**Trecho fornecido**:

---*---

Ramona, apesar de oficialmente afastada dos quadrinhos desde 1995, estava ativa aceitando encomendas de trabalhos avulsos e participando de eventos sobre quadrinhos até seus últimos dias. Amy Fradon, filha da artista, declarou em entrevista ao The New York Times que ela entregou os últimos sete desenhos para a Catskill Comics, que a representava, uma semana antes de morrer.
A longa carreira
Ramona Fradon (foto ao lado) queria fazer carreira artística, mas, recém-casada em 1948 com Dana Fradon (1922 – 2019) cartunista do The New Yorker que conheceu quando cursava a escola de artes, e precisando aumentar a renda da família começa a desenhar histórias avulsas para a DC no final de 1949 e assume Aquaman em1951 permanecendo como sua desenhista oficial até 1963. Aquaman, criado em 1941 pelo roteirista Mort Weisinger e ilustrado por Paul Norris, nunca foi um dos principais heróis da DC, no entanto superou as limitações e censuras impostas aos gibis na década de 1950 e nunca deixou de ser publicado. Quando o personagem completou 80 anos a DC publicou uma edição especial comemorativa e convidou Ramona Fradon para desenhar a capa, reconhecendo assim a sua importância para a longevidade do super-herói que passa agora por uma revitalização no cinema.

---*---

**Dados extraídos**:
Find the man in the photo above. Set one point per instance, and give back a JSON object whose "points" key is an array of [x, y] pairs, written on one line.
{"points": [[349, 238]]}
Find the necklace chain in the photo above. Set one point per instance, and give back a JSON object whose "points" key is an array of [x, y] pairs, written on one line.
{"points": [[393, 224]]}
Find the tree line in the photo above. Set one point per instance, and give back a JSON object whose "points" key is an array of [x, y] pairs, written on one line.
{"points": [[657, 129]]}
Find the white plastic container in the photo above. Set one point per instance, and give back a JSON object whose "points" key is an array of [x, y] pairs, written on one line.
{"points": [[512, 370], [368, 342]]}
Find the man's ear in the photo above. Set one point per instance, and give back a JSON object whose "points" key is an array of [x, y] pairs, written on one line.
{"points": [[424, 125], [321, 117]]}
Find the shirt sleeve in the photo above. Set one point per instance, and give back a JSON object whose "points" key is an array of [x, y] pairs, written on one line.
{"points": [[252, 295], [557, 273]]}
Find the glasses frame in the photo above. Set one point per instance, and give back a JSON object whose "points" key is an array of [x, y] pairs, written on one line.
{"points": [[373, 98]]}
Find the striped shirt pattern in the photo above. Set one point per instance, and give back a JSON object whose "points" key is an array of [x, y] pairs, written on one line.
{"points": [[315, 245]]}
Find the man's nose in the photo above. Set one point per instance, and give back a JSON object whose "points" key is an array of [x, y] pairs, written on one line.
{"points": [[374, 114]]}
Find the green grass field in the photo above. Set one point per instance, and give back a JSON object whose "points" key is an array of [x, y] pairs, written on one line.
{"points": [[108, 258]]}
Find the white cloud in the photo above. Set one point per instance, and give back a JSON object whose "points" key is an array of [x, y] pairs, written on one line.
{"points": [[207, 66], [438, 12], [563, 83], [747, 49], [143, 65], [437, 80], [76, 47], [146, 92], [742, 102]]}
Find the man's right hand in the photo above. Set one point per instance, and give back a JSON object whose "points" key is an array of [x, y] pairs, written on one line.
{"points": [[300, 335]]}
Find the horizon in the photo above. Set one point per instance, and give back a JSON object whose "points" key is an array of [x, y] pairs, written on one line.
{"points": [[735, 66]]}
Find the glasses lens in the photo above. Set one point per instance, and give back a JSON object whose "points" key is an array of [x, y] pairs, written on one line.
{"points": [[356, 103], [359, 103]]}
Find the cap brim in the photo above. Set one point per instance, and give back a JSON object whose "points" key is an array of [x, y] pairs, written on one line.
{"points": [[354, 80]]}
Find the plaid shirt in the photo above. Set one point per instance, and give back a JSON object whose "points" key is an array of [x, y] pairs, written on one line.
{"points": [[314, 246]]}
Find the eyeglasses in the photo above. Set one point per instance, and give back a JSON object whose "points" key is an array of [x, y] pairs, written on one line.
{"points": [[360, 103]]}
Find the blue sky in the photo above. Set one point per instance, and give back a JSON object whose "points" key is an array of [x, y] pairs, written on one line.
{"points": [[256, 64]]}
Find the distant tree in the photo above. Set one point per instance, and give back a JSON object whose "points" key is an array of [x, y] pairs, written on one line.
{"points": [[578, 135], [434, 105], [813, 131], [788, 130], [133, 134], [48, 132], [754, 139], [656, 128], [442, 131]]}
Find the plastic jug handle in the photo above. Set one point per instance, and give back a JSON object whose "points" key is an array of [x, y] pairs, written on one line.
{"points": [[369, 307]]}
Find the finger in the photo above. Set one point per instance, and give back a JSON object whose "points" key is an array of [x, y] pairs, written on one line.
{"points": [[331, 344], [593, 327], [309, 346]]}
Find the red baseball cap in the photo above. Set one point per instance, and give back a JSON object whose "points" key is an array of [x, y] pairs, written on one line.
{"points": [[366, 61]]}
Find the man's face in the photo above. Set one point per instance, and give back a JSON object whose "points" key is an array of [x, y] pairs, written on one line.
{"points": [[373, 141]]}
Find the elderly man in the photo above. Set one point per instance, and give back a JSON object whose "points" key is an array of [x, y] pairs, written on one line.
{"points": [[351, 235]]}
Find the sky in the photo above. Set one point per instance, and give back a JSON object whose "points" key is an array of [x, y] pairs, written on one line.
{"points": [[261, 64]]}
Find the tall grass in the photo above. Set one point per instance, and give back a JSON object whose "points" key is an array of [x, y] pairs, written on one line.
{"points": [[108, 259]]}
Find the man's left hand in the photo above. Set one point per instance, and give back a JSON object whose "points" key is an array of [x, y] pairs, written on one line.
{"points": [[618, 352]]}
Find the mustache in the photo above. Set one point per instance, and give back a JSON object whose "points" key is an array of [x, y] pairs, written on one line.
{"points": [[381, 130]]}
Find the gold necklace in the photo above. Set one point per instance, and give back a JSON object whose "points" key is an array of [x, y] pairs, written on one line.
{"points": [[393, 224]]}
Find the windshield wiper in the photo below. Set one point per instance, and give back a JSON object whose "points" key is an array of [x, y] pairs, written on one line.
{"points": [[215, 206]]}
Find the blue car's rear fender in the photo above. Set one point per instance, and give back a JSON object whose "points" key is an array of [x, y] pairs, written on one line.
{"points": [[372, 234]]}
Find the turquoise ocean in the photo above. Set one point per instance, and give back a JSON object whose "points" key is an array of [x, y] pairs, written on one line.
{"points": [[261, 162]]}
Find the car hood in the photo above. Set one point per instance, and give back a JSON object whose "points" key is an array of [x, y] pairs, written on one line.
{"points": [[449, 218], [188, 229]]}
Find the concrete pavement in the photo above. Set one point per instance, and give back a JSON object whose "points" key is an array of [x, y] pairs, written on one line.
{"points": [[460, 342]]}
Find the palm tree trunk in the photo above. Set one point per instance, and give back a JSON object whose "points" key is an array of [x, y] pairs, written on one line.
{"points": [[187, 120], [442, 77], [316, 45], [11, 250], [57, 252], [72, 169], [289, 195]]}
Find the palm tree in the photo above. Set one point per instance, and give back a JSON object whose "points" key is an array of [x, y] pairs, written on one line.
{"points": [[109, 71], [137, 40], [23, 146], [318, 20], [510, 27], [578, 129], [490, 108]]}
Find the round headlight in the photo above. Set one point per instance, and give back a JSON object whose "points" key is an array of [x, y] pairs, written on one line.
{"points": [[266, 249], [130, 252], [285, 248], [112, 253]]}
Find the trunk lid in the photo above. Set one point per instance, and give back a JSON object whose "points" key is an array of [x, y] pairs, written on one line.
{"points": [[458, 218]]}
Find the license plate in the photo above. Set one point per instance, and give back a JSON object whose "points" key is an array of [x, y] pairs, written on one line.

---*---

**A tarefa**:
Pode transcrever, sem alterações, a parte do trecho sobre Ramona Fradon que vai de "A longa carreira" a "revitalização no cinema."? As linhas são material independente do trecho.

**Resposta completa**:
A longa carreira
Ramona Fradon (foto ao lado) queria fazer carreira artística, mas, recém-casada em 1948 com Dana Fradon (1922 – 2019) cartunista do The New Yorker que conheceu quando cursava a escola de artes, e precisando aumentar a renda da família começa a desenhar histórias avulsas para a DC no final de 1949 e assume Aquaman em1951 permanecendo como sua desenhista oficial até 1963. Aquaman, criado em 1941 pelo roteirista Mort Weisinger e ilustrado por Paul Norris, nunca foi um dos principais heróis da DC, no entanto superou as limitações e censuras impostas aos gibis na década de 1950 e nunca deixou de ser publicado. Quando o personagem completou 80 anos a DC publicou uma edição especial comemorativa e convidou Ramona Fradon para desenhar a capa, reconhecendo assim a sua importância para a longevidade do super-herói que passa agora por uma revitalização no cinema.